REQUIRED WORK:
Pick out every line below that contains the string "viewBox", matching case exactly, and copy each one in full.

---------------

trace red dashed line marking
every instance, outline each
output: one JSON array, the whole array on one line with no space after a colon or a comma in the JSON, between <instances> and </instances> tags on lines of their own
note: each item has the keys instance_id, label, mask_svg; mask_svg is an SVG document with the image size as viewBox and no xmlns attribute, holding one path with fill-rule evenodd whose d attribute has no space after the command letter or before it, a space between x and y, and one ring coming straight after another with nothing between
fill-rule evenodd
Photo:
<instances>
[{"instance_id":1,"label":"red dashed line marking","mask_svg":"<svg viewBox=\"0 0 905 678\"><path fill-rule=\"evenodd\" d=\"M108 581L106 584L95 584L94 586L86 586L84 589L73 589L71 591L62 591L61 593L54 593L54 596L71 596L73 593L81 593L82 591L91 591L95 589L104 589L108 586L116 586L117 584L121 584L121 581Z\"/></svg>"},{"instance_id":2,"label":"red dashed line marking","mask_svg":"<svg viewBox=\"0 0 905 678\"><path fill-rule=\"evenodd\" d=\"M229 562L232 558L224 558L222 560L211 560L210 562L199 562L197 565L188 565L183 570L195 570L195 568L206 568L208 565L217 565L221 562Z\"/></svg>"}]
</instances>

---------------

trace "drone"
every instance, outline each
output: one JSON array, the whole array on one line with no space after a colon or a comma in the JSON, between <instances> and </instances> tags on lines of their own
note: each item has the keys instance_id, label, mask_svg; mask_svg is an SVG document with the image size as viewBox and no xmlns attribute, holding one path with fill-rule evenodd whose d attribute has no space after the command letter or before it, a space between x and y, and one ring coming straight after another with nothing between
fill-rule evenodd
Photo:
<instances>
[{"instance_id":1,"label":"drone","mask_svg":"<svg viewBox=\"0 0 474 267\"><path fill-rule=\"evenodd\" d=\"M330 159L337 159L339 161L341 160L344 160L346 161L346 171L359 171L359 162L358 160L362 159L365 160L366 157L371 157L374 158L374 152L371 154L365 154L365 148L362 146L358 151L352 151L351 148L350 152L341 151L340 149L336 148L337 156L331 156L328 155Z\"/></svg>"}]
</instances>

---------------

FULL RESPONSE:
note: each item has the keys instance_id, label, mask_svg; mask_svg is an SVG document with the image size as viewBox and no xmlns attribute, holding one path with fill-rule evenodd whose d attribute has no space after the command letter or before it, a space between x and y, and one ring coming straight after another with nothing between
[{"instance_id":1,"label":"red dashed line marking","mask_svg":"<svg viewBox=\"0 0 905 678\"><path fill-rule=\"evenodd\" d=\"M108 581L106 584L95 584L94 586L86 586L84 589L73 589L71 591L62 591L61 593L54 593L54 596L71 596L73 593L81 593L82 591L91 591L95 589L104 589L108 586L116 586L117 584L121 584L121 581Z\"/></svg>"},{"instance_id":2,"label":"red dashed line marking","mask_svg":"<svg viewBox=\"0 0 905 678\"><path fill-rule=\"evenodd\" d=\"M229 562L232 558L224 558L222 560L211 560L210 562L199 562L197 565L188 565L183 570L195 570L195 568L206 568L208 565L217 565L221 562Z\"/></svg>"}]
note: each item has the keys instance_id, label, mask_svg; mask_svg is an SVG document with the image size as viewBox and no xmlns attribute, holding one path with fill-rule evenodd whose d attribute has no space after the command letter or before it, a space between x and y, and one ring coming straight after another with nothing between
[{"instance_id":1,"label":"drone","mask_svg":"<svg viewBox=\"0 0 474 267\"><path fill-rule=\"evenodd\" d=\"M330 159L337 159L339 161L341 160L344 160L346 161L346 171L359 171L359 162L358 160L362 159L365 160L366 157L371 157L374 158L374 152L371 154L365 154L365 148L362 146L358 151L352 151L351 148L350 152L341 151L340 149L336 148L337 156L331 156L328 155Z\"/></svg>"}]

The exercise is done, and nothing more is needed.